## To do
Lift out all lines below that contain "stone".

## Dataset records
§
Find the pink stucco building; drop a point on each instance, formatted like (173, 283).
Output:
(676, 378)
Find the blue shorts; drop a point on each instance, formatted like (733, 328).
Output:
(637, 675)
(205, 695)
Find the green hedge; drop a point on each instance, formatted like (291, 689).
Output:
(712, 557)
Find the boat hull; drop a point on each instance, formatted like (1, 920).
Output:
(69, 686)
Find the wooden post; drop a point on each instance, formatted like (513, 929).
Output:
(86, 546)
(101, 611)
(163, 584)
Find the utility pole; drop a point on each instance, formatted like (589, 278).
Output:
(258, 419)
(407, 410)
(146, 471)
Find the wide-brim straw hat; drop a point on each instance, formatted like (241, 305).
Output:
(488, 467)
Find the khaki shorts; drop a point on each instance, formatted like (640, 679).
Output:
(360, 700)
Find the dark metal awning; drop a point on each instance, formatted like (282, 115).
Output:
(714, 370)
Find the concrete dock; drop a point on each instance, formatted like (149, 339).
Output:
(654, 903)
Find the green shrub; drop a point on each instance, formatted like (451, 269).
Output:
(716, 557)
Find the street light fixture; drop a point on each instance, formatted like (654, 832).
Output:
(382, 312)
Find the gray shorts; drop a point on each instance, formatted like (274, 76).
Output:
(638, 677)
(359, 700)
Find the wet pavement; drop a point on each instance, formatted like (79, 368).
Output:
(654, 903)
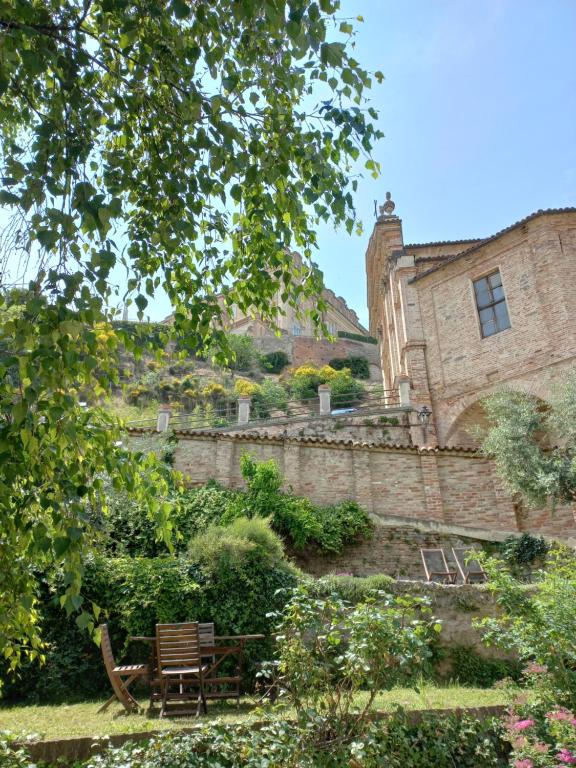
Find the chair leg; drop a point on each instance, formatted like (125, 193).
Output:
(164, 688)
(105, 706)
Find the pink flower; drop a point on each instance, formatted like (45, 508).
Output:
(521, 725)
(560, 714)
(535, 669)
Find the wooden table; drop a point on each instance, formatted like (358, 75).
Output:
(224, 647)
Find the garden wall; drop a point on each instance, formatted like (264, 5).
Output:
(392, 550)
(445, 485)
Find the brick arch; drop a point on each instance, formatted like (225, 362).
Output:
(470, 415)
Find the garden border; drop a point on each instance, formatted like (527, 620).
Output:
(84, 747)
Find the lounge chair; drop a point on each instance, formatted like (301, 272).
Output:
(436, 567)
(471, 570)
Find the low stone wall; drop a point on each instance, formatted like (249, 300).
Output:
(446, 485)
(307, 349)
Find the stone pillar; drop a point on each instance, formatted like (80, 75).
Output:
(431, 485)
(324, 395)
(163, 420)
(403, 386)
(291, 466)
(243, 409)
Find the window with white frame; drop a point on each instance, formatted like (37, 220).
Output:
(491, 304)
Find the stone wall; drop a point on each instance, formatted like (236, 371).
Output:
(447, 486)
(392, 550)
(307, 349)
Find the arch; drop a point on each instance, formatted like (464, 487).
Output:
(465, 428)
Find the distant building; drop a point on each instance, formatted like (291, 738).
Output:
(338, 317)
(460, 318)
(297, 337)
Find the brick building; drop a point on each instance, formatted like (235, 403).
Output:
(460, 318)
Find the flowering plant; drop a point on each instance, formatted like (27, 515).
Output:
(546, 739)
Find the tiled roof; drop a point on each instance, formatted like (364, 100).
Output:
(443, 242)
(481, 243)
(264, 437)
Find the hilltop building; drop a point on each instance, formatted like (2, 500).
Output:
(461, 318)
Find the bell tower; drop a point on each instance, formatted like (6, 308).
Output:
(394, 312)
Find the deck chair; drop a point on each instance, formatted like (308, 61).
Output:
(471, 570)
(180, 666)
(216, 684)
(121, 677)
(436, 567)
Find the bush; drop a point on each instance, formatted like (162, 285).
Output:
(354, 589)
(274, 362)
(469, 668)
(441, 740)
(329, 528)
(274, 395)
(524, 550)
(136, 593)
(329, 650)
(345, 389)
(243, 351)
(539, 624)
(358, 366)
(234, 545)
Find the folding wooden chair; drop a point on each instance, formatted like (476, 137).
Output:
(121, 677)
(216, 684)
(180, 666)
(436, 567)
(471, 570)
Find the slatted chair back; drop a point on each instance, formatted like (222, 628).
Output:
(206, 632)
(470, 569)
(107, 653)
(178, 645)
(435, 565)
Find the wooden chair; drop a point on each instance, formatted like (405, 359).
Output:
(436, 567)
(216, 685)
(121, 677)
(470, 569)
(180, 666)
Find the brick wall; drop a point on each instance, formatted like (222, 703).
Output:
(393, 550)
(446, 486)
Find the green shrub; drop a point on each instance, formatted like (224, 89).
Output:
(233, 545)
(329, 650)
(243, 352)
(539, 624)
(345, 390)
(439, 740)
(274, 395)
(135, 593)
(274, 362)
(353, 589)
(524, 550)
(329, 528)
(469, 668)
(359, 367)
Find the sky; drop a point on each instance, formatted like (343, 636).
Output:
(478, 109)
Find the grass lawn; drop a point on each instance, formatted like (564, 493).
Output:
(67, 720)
§
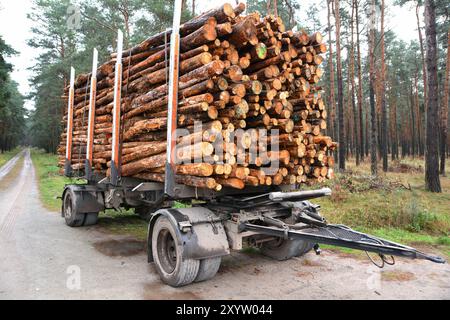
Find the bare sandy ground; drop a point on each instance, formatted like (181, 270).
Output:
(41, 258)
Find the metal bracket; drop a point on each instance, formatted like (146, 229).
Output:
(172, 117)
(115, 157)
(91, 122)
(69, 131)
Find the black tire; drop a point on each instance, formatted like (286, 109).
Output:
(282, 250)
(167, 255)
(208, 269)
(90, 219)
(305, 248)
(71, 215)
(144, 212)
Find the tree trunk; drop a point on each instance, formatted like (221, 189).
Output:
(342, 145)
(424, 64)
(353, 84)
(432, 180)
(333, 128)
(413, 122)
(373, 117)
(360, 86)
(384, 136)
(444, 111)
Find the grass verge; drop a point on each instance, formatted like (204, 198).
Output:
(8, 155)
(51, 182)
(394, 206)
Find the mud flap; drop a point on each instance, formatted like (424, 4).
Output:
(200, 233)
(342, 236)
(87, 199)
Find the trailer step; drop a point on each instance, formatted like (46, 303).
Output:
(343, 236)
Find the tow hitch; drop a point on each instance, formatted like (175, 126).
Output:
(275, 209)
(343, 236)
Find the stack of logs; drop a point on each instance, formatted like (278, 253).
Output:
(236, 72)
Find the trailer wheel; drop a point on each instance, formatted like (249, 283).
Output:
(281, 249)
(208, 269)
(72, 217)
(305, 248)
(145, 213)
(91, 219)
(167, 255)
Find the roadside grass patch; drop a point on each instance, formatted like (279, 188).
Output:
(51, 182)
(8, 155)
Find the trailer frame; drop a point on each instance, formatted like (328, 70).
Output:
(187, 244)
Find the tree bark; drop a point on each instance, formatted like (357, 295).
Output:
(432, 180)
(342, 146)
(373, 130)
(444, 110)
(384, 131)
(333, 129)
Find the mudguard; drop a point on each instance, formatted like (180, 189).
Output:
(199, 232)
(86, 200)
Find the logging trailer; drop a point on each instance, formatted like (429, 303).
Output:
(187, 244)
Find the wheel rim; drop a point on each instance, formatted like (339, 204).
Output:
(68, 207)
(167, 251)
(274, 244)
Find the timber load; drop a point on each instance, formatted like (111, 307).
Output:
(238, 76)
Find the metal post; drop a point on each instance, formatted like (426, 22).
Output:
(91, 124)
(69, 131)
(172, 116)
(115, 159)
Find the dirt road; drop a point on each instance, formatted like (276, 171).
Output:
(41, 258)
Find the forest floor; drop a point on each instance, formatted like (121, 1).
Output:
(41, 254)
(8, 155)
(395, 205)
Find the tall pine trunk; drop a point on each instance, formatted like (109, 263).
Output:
§
## Solution to the exercise
Find the low stone wall; drop a point on each instance, formatted like (249, 300).
Find the stone pillar; drop a point on each instance, formatted like (80, 75).
Find the stone wall; drop a point on each instance, formatted like (236, 371).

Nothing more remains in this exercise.